_Direction:_
Count the lines in the listing below that contain the word "gold". Reply with the number alone.

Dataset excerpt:
──────────────────────────────

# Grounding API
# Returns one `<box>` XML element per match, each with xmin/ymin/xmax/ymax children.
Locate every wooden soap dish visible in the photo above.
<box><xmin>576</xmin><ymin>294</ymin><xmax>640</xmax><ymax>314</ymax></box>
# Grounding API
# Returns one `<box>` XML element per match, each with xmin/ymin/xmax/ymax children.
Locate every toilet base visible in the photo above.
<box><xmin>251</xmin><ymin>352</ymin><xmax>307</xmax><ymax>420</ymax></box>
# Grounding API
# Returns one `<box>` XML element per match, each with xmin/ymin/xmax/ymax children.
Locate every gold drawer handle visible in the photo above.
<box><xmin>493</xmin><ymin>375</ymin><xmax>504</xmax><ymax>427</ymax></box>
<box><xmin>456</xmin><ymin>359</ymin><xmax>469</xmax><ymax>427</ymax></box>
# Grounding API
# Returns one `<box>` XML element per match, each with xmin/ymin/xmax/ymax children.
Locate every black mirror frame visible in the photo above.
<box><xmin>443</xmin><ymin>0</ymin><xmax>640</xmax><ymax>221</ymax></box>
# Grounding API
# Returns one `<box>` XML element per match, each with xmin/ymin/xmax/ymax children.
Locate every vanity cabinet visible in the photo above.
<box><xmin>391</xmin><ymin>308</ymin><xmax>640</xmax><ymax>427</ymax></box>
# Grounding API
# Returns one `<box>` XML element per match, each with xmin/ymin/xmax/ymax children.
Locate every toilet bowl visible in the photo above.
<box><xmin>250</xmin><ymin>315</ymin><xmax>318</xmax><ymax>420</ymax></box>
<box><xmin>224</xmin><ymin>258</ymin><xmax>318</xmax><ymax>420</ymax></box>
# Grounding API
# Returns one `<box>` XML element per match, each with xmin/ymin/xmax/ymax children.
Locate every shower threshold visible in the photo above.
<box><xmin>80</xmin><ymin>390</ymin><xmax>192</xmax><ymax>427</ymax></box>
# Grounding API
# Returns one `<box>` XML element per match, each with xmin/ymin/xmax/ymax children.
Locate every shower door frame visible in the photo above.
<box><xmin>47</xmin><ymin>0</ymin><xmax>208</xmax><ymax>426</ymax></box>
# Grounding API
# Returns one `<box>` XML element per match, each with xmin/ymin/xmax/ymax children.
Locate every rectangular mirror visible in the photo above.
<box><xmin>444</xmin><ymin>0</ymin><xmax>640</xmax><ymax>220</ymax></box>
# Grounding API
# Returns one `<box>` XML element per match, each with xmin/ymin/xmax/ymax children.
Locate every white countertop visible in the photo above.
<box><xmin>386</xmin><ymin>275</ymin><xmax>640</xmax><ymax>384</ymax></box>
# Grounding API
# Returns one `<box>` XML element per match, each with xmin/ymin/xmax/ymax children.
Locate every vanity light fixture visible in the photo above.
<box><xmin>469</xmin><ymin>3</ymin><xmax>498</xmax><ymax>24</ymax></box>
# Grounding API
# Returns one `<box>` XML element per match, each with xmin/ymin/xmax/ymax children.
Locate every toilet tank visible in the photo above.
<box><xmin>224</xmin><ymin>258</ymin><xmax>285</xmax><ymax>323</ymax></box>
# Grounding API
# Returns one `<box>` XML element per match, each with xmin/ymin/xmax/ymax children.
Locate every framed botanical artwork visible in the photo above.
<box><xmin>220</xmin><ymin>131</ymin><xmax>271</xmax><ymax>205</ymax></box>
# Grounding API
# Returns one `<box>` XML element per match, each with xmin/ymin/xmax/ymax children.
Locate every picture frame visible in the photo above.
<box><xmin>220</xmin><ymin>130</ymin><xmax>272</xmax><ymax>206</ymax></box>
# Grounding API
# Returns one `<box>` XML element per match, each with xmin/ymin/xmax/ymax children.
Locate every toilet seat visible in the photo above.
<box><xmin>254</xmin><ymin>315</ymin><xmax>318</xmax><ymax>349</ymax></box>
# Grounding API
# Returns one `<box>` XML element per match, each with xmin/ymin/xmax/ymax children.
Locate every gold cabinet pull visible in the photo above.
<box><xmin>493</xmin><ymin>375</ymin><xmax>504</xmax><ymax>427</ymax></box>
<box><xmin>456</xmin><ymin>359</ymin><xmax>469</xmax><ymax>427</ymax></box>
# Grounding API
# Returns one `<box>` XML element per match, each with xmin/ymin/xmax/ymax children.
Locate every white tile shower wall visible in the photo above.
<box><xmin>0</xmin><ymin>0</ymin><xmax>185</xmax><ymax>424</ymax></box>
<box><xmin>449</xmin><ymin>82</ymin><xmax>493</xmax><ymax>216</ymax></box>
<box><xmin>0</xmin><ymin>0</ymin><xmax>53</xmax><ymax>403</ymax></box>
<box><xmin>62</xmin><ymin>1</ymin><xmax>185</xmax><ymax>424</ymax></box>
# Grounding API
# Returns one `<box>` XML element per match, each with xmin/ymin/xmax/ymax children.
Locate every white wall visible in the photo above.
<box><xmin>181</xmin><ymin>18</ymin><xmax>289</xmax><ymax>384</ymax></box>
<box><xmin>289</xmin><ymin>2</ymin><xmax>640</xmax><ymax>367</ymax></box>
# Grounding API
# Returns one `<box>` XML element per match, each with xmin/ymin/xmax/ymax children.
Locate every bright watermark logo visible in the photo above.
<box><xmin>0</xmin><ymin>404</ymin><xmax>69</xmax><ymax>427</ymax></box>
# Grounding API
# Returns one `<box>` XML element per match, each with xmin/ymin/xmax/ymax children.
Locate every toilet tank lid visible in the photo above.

──────────────────────────────

_Written solution:_
2